• RECORDS SUPPLIED
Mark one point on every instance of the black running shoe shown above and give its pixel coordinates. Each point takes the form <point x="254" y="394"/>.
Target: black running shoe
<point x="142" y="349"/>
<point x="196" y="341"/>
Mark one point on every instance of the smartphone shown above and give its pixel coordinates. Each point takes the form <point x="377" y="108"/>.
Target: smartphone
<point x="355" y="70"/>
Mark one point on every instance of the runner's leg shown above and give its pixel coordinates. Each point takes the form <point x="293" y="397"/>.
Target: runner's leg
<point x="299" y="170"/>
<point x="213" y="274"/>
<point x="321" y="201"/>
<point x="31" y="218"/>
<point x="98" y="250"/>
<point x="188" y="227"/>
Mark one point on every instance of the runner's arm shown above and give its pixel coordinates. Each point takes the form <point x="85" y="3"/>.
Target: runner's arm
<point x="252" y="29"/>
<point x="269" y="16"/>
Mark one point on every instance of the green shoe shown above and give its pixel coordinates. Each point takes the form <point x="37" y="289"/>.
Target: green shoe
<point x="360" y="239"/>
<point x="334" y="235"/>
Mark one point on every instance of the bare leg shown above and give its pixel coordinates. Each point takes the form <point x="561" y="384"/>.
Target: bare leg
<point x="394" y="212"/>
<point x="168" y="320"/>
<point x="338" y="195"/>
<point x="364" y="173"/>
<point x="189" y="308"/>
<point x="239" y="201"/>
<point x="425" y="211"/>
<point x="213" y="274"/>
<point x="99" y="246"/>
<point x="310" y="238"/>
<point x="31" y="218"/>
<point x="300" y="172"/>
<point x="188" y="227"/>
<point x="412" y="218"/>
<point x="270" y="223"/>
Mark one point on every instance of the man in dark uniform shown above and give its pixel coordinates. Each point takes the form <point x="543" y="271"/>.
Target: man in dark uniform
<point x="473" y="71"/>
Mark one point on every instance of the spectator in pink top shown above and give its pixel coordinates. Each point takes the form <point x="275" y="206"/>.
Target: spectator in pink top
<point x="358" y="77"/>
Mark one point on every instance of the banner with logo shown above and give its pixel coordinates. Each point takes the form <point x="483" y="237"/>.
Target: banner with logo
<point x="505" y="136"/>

• SHORT PROBLEM
Convert the entries, starting with the line that contains "Mark one point on every instance of the spectator" and going on through the last line of the entries, into a JSON list of strings with one string per line. Leave out any blank lines.

• TASK ANSWER
[
  "Mark one point on every instance of the spectator in pink top shown above and give its pixel coordinates. Each point takes the form <point x=\"275\" y=\"206\"/>.",
  "Target: spectator in pink top",
  "<point x=\"358\" y=\"77\"/>",
  "Mark one point on every instance of the banner with logo shown above and give its pixel coordinates. Each point takes the form <point x=\"483\" y=\"237\"/>.",
  "Target: banner with logo",
  "<point x=\"505\" y=\"136\"/>"
]